| Task brief |
All the records that follow need to be reproduced exactly. Omit the images.

# # #

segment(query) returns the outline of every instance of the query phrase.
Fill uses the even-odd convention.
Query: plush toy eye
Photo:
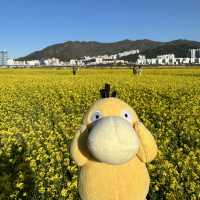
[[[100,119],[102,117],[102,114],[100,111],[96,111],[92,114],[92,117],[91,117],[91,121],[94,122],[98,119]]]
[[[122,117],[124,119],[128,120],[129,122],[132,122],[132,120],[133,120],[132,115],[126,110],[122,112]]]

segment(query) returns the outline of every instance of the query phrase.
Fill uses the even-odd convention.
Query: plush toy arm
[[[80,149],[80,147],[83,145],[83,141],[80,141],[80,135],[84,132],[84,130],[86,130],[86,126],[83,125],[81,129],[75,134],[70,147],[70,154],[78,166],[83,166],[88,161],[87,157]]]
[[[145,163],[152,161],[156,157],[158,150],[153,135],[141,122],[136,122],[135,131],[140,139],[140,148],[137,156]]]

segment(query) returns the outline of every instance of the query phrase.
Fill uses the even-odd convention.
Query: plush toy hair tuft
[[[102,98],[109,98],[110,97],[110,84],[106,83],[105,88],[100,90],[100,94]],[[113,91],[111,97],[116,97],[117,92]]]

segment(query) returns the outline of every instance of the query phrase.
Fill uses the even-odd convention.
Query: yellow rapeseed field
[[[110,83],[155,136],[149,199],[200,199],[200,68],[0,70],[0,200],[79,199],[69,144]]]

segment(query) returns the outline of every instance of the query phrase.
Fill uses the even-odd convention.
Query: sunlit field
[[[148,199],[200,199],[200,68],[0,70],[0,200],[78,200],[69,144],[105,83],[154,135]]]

# # #

| Task response |
segment(query) returns the outline of every instance of the query phrase.
Fill uses the even-odd convention.
Query: plush toy eye
Photo:
[[[100,119],[102,117],[102,114],[100,111],[96,111],[92,114],[92,117],[91,117],[91,121],[94,122],[98,119]]]
[[[122,117],[124,119],[128,120],[129,122],[132,122],[132,120],[133,120],[132,115],[126,110],[122,112]]]

segment(query) returns the outline of every instance of the query phrase.
Fill uses the even-odd convention.
Query: plush toy arm
[[[80,149],[80,147],[83,145],[83,141],[80,141],[80,135],[84,132],[84,130],[86,130],[86,126],[83,125],[81,129],[75,134],[70,147],[70,154],[78,166],[83,166],[88,161],[87,157]]]
[[[145,163],[152,161],[156,157],[158,150],[153,135],[141,122],[136,122],[135,131],[140,139],[140,148],[137,156]]]

segment(query) returns the outline of every instance of the query phrase.
Fill uses the even-odd convention.
Query: plush toy hair tuft
[[[102,98],[109,98],[110,97],[110,84],[106,83],[105,88],[100,90],[100,94]],[[113,91],[111,97],[116,97],[117,92]]]

segment(query) returns the outline of every instance of the query phrase.
Fill uses the even-odd convention.
Query: yellow rapeseed field
[[[110,83],[155,136],[149,199],[200,199],[200,68],[0,70],[0,200],[79,199],[69,144]]]

segment(query) returns the outline of every instance of the query phrase.
Fill uses the even-odd convention.
Query: sunlit field
[[[148,199],[200,199],[200,68],[0,70],[0,200],[78,200],[69,144],[105,83],[154,135]]]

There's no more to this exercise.